[Start THE RECORDS]

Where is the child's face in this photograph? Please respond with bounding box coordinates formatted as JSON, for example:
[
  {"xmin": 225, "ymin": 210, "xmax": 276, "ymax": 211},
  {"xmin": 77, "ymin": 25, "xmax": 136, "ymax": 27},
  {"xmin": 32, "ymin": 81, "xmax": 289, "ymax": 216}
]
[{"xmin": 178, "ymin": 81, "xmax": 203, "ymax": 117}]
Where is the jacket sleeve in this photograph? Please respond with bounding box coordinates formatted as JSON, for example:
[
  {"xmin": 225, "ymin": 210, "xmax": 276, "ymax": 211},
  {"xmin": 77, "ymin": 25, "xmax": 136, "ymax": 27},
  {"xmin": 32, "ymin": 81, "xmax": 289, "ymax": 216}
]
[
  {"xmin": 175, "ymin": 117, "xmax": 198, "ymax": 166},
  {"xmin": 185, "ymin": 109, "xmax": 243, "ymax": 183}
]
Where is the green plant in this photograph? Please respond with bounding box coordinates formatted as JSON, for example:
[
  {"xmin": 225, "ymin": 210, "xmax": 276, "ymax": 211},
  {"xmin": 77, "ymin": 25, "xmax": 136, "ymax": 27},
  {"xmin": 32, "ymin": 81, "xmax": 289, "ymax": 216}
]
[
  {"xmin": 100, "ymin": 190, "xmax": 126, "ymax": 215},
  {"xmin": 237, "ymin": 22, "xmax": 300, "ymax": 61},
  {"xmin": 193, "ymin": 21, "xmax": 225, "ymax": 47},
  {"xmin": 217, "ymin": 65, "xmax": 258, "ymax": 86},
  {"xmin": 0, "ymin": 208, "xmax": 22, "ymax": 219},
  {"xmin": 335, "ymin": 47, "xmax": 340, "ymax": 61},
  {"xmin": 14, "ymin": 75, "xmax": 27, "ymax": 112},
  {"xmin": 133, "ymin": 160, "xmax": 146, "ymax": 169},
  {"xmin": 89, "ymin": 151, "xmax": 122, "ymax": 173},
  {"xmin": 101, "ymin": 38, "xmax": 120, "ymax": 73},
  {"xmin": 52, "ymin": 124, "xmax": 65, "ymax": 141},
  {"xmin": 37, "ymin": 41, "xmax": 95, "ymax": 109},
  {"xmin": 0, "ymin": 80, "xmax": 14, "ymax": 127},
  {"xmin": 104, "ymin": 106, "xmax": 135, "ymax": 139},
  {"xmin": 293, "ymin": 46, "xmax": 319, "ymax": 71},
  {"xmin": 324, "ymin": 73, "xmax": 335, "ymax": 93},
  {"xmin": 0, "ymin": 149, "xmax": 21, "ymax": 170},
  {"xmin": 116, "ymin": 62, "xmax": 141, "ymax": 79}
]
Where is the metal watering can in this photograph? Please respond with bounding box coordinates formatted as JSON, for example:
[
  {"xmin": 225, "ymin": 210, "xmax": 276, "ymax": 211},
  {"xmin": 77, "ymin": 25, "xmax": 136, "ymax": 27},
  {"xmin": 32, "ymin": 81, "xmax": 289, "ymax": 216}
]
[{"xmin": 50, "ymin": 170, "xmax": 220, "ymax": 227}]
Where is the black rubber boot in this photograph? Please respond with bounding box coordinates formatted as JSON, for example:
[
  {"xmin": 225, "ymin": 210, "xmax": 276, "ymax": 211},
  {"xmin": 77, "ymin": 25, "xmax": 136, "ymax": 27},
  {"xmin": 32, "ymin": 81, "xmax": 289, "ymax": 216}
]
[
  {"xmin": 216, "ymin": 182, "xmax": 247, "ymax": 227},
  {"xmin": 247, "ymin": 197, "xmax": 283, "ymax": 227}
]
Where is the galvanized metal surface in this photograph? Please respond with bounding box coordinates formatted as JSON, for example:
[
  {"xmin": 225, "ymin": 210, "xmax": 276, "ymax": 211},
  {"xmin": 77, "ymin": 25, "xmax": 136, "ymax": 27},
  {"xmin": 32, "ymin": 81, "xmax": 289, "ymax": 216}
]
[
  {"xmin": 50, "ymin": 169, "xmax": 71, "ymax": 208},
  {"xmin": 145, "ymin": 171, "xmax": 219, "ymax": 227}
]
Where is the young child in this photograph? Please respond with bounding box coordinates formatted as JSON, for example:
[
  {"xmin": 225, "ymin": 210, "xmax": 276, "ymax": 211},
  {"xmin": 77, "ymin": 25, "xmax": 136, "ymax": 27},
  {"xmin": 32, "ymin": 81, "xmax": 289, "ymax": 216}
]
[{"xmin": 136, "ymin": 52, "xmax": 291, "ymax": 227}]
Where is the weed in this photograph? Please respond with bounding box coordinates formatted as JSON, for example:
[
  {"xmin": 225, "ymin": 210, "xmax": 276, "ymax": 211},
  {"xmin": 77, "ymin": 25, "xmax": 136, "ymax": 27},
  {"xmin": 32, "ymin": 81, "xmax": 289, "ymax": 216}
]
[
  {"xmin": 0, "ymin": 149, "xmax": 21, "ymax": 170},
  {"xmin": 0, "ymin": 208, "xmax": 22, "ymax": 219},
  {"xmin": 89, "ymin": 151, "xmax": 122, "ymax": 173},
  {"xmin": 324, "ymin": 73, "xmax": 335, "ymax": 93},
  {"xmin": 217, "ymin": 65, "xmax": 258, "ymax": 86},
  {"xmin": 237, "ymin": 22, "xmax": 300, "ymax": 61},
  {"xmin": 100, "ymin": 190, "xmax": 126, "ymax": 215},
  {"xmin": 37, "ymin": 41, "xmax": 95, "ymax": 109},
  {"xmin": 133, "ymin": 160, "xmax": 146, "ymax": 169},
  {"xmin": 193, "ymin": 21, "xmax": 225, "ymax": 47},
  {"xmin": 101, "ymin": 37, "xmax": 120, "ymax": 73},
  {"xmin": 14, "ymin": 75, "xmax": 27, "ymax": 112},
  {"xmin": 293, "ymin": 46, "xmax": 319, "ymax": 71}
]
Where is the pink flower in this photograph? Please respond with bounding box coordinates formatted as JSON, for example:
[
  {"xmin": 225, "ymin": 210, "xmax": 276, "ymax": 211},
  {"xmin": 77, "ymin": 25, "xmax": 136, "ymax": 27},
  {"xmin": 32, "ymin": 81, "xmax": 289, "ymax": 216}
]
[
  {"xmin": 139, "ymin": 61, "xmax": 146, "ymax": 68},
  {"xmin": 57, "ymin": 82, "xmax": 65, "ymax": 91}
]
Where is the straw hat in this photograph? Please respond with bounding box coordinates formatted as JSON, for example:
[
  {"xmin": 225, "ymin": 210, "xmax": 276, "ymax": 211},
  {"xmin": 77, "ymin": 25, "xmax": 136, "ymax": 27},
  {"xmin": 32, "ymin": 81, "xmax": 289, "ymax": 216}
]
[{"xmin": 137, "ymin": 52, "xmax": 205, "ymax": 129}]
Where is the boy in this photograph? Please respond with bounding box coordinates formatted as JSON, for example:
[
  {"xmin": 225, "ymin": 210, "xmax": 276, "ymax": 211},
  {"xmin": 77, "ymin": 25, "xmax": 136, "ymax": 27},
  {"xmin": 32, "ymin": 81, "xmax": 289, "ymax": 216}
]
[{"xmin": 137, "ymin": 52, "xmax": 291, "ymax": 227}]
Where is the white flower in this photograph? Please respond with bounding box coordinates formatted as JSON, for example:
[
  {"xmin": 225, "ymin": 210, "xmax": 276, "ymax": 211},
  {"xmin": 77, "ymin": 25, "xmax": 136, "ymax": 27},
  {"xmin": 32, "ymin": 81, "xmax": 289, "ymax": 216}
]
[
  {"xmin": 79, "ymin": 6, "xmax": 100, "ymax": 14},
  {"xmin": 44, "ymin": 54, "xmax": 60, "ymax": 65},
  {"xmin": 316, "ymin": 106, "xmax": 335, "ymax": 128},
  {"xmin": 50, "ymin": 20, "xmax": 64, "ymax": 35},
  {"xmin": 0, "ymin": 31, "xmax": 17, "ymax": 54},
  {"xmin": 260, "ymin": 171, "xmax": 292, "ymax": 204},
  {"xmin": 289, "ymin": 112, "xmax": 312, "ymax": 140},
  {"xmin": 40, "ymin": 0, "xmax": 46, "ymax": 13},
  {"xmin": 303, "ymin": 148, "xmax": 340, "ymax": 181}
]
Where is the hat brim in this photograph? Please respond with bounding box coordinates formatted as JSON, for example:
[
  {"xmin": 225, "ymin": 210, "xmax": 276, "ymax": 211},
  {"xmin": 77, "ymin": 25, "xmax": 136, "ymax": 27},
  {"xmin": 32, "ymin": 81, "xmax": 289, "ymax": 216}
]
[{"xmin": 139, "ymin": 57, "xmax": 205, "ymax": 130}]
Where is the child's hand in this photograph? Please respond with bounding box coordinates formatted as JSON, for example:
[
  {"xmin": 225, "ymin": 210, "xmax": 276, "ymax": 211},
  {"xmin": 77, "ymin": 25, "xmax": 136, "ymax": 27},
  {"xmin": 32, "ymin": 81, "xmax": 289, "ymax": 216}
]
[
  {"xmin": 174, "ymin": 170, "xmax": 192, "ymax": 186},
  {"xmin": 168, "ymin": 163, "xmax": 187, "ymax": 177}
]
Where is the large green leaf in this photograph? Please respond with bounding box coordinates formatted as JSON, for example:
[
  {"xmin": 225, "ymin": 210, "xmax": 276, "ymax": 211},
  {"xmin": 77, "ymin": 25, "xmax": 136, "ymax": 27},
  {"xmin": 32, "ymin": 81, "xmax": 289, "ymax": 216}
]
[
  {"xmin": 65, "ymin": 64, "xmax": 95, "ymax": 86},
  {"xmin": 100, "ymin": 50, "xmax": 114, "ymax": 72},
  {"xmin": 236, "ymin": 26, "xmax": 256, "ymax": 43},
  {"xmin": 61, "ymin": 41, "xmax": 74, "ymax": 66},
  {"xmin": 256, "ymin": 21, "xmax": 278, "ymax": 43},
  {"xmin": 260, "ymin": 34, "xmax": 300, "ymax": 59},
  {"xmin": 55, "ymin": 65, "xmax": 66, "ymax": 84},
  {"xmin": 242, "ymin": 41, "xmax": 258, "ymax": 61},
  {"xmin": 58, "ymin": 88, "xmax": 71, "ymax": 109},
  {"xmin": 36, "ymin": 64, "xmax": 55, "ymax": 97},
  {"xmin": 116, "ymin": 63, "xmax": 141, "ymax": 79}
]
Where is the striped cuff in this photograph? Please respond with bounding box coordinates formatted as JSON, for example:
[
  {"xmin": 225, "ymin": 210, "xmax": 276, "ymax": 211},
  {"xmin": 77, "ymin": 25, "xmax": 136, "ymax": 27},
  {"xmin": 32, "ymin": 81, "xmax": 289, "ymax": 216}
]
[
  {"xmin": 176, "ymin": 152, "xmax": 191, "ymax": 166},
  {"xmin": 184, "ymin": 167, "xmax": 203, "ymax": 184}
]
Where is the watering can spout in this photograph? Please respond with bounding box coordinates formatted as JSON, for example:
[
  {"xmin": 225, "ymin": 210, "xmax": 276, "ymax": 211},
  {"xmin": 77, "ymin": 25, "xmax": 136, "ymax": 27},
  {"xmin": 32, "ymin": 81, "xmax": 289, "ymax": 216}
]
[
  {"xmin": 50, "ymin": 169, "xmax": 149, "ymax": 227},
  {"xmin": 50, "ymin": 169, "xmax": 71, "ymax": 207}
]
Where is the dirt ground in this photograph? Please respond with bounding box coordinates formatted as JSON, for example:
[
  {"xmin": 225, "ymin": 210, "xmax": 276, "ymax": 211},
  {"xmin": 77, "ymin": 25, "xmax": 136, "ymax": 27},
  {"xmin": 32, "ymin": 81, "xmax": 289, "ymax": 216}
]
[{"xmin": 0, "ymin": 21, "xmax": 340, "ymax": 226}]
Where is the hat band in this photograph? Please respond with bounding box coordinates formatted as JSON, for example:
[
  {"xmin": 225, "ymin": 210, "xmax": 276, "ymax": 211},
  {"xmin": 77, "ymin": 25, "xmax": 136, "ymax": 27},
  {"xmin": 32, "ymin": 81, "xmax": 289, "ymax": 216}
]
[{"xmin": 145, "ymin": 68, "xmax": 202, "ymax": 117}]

[End THE RECORDS]

WRITTEN INSTRUCTION: Please return every line of the items above that contains the word "metal", treating uppercase and lowercase as different.

SOLUTION TO THIS TASK:
Where is the metal watering can in this photograph? Please respond with bounding box coordinates formatted as JSON, for example:
Where is the galvanized metal surface in this photograph? Please respond with bounding box coordinates formatted as JSON, for example:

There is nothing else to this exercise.